↓
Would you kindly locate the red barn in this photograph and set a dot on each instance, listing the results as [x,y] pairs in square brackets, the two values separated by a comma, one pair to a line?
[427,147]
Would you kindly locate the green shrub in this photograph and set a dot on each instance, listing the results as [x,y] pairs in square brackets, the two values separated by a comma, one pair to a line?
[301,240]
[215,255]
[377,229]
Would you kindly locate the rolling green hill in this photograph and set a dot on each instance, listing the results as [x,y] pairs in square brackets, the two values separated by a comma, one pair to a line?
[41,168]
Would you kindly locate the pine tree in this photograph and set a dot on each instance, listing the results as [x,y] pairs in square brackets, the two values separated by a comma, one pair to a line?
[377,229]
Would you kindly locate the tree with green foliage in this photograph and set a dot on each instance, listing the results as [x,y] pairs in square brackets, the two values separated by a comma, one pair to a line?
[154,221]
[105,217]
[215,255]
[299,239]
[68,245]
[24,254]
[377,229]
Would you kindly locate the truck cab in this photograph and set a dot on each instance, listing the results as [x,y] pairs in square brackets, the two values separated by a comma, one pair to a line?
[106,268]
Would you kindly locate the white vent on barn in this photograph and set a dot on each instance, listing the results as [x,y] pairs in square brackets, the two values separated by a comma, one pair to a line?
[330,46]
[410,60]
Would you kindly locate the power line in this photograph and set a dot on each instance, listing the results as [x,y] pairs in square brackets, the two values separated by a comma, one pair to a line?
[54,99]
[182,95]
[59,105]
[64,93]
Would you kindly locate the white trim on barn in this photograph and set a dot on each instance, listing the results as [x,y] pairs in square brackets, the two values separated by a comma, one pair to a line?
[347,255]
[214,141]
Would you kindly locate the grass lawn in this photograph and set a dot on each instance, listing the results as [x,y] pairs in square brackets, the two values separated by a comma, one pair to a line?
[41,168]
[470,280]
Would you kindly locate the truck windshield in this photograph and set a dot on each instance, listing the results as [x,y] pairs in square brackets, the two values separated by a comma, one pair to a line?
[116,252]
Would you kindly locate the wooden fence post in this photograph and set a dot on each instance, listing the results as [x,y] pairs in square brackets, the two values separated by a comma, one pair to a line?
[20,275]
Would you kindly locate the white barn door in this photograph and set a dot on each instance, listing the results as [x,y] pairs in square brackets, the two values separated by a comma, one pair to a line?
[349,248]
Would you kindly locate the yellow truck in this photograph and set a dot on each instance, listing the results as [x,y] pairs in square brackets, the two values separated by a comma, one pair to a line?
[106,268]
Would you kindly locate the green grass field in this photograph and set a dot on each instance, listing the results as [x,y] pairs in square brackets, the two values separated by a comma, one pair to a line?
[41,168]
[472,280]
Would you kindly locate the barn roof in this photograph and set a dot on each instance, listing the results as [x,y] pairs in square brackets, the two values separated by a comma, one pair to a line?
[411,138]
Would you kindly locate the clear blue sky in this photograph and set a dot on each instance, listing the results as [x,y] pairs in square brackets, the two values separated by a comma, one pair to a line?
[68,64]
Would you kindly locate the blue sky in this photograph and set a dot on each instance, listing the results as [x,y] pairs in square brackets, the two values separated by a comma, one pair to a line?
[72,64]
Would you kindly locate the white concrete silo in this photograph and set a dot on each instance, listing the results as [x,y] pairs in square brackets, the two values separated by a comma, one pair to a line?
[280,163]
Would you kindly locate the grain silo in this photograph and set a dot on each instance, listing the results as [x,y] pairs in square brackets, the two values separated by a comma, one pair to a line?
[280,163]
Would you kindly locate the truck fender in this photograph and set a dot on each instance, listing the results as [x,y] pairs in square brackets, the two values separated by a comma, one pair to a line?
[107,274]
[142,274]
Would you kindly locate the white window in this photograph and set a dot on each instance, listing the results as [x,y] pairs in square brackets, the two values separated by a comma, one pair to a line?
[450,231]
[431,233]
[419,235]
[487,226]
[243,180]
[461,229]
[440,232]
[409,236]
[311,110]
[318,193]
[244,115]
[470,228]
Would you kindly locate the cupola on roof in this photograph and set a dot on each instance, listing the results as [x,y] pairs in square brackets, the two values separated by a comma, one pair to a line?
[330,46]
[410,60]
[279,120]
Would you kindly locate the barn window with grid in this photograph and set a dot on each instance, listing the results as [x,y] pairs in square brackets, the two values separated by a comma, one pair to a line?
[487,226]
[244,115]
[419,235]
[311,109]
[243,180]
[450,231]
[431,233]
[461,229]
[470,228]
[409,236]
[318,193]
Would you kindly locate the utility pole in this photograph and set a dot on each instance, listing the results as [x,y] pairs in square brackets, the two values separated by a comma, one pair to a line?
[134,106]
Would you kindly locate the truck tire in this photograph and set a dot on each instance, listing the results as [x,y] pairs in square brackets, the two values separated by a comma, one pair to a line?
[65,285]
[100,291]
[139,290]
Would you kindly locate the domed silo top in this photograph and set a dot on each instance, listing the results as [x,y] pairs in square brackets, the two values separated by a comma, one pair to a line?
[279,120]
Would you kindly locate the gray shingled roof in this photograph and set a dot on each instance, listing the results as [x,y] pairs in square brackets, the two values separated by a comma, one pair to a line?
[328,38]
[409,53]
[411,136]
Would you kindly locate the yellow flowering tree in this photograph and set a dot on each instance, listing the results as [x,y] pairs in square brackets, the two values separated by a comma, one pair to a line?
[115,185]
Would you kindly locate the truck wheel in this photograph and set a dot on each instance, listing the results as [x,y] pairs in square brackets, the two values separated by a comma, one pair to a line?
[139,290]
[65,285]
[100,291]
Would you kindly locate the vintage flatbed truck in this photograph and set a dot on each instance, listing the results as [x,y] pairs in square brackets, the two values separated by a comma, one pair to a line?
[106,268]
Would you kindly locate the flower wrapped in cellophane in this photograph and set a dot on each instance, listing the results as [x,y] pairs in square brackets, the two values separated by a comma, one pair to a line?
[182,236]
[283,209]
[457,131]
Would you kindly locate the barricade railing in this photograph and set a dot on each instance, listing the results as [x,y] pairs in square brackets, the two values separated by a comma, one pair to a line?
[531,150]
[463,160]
↑
#### [OBJECTIVE]
Rewrite every line of the data above as a numbered list, omitting blank lines.

#### [SOLUTION]
1. Would you kindly locate the red barn in this photograph and set a dot on each instance, listing the results as [x,y] pairs in square brackets, the two values separated by a comma, one pair to a line?
2. [427,147]
3. Would you kindly locate the green shrub in this photograph and set a dot on each instance, listing the results as [x,y] pairs in square brackets, the two values separated by a comma, one pair to a line?
4. [301,240]
5. [215,255]
6. [377,229]
7. Would you kindly locate the rolling green hill in this photograph and set a dot on each instance, listing the results as [x,y] pairs in square brackets, the two values separated by a comma, one pair to a line?
8. [41,168]
9. Would you kindly locate the pine tree in this photograph and set a dot on each instance, listing the results as [x,y] pairs in square brackets, the two values separated by a comma, one pair to a line?
10. [377,229]
11. Would you kindly locate the tree with green foliage in this photograph and set a dot on each instance, listing the results as [x,y] pairs in square brackets, the two values separated by a comma, one pair to a line?
12. [154,221]
13. [105,217]
14. [215,255]
15. [299,239]
16. [68,245]
17. [24,254]
18. [377,229]
19. Would you kindly locate the truck cab in this photograph and set a dot on each instance, listing the results as [x,y] pairs in square brackets, the two values separated by a comma, one pair to a line?
20. [106,268]
21. Would you kindly locate the white vent on barn in this photograph and set a dot on each instance, listing the results as [x,y] pairs in square brackets, the two values separated by a comma, one pair to a line?
22. [330,46]
23. [410,60]
24. Would you kindly locate the power line in this photograph and set a dot on each instance, listing the results as [x,y] pairs in square brackets, the two values separated by a comma, one pair to a line?
25. [54,99]
26. [182,95]
27. [59,105]
28. [64,93]
29. Would you kindly locate the white trim on barn in this photograph and set a dot on each instance, listing the results as [x,y] pairs in square brackets, the two values separated by a comma, one pair to a line?
30. [347,255]
31. [214,141]
32. Would you kindly locate the grass lawn in this photograph and set a dot on each instance, listing the results as [x,y] pairs in square brackets, the two values separated by a comma, one pair to a line?
33. [41,168]
34. [470,280]
35. Would you kindly locate the truck windshield in this photograph and set a dot on each instance, listing the results as [x,y] pairs in square brackets, the two values separated by a comma, one pair to a line?
36. [116,252]
37. Would you kindly locate the wooden fence post in this photograph and set a dot on each instance, listing the results as [x,y] pairs in square brackets, the two values separated by a comma, one pair to a line?
38. [20,275]
39. Would you kindly locate the white barn door in this photograph and set a dot on each instance, listing the results as [x,y] pairs in square brackets, the two values separated by a comma, one pair to a line?
40. [349,248]
41. Would you kindly locate the yellow truck in this photograph and set a dot on each instance, listing the results as [x,y] pairs in square brackets, the two values separated by a comma, one pair to a line?
42. [106,268]
43. Would you kindly locate the green grass field in this photograph and set a dot on each instance, listing the results as [x,y] pairs in square brackets, the two values separated by a comma, one pair to a line?
44. [41,168]
45. [472,280]
46. Would you kindly locate the barn roof in this photograph and set a dot on each instance, listing the results as [x,y] pairs in square brackets, the two values separated by a comma, one pair to a line?
47. [411,138]
48. Would you kindly locate the clear blue sky in this photograph and set a dot on each instance, listing the results as [x,y] pairs in square brackets, the two values separated by a comma, one pair to a line?
49. [68,64]
50. Would you kindly locate the blue sky in this photograph and set a dot on each instance, listing the results as [x,y] pairs in square brackets, the two values separated by a comma, one pair to a line?
51. [72,64]
52. Would you kindly locate the white concrete silo in this photograph and set a dot on each instance, listing the results as [x,y] pairs in square brackets, the two values separated by a comma, one pair to a line?
53. [280,163]
54. Would you kindly locate the grain silo in this photograph and set a dot on each instance, listing the results as [x,y] pairs in square brackets, the two values separated by a comma, one pair to a line?
55. [280,163]
56. Would you kindly locate the truck fender in this photograph and set a dot on each instance, listing the results as [x,y] pairs in square brackets, the two values separated by a comma, one pair to a line?
57. [107,274]
58. [142,274]
59. Would you kindly locate the white window in this photograph and set a dot on each instance, listing the results as [x,y] pairs in square brackets, the two values separated by a comma, one pair to a line?
60. [450,231]
61. [431,233]
62. [419,235]
63. [487,226]
64. [243,180]
65. [461,229]
66. [440,232]
67. [409,236]
68. [311,110]
69. [318,193]
70. [244,115]
71. [470,228]
72. Would you kindly locate the cupola on roof in this photograph and set a dot on each instance, listing the results as [x,y] pairs in square brackets, the two values separated by a comma, one pair to a line?
73. [330,46]
74. [410,60]
75. [279,120]
76. Would you kindly locate the barn window with grid in this photograph and set a dot on each instance, listing the results as [x,y] pairs in square brackets, the two values separated by a comma, one pair to a line?
77. [487,226]
78. [244,115]
79. [419,235]
80. [311,109]
81. [243,180]
82. [450,231]
83. [431,233]
84. [461,229]
85. [470,228]
86. [409,236]
87. [318,193]
88. Would you kindly locate the utility pole in this photograph and set a dot on each instance, listing the results as [x,y] pairs in square brackets, the two values separated by a comma, one pair to a line?
89. [134,106]
90. Would you kindly locate the truck tire in this photograph and set a dot on each instance, listing the results as [x,y] pairs in square brackets, the two values separated by a comma, one pair to a line?
91. [65,285]
92. [100,291]
93. [139,290]
94. Would you kindly locate the domed silo top in this photograph and set a dot on each instance, listing the results as [x,y] pairs in square brackets, the two values separated by a comma, one pair to a line?
95. [279,120]
96. Would you kindly locate the gray shingled roof in this photograph and set a dot on each instance, listing the results as [x,y] pairs in square brackets, the two values separated by a comma, one pair to a line?
97. [328,38]
98. [409,53]
99. [411,136]
100. Would you kindly locate the yellow flowering tree in this photograph and set a dot on each instance, listing the results as [x,y] pairs in square brackets, the two values separated by a comma, one pair to a line?
101. [115,185]
102. Would you kindly locate the truck wheel in this photograph and set a dot on each instance, listing the results as [x,y] pairs in square brackets, the two values separated by a comma, one pair to a line?
103. [139,290]
104. [65,285]
105. [100,291]
106. Would you kindly locate the vintage flatbed truck in this photograph and set a dot on each instance, listing the results as [x,y] pairs in square brackets, the two values separated by a comma, one pair to a line?
107. [106,268]
108. Would you kindly locate the flower wrapped in cellophane in this photograph and set a dot on each instance, listing the results as [x,y] pairs in square brackets, the two values separated by a comma, one pair to a line?
109. [182,236]
110. [283,209]
111. [457,131]
112. Would you kindly locate the barricade railing in this photograph and set a dot on each instance, listing the results as [x,y] pairs in square brackets, the two values separated by a comma, one pair to a line?
113. [531,150]
114. [463,160]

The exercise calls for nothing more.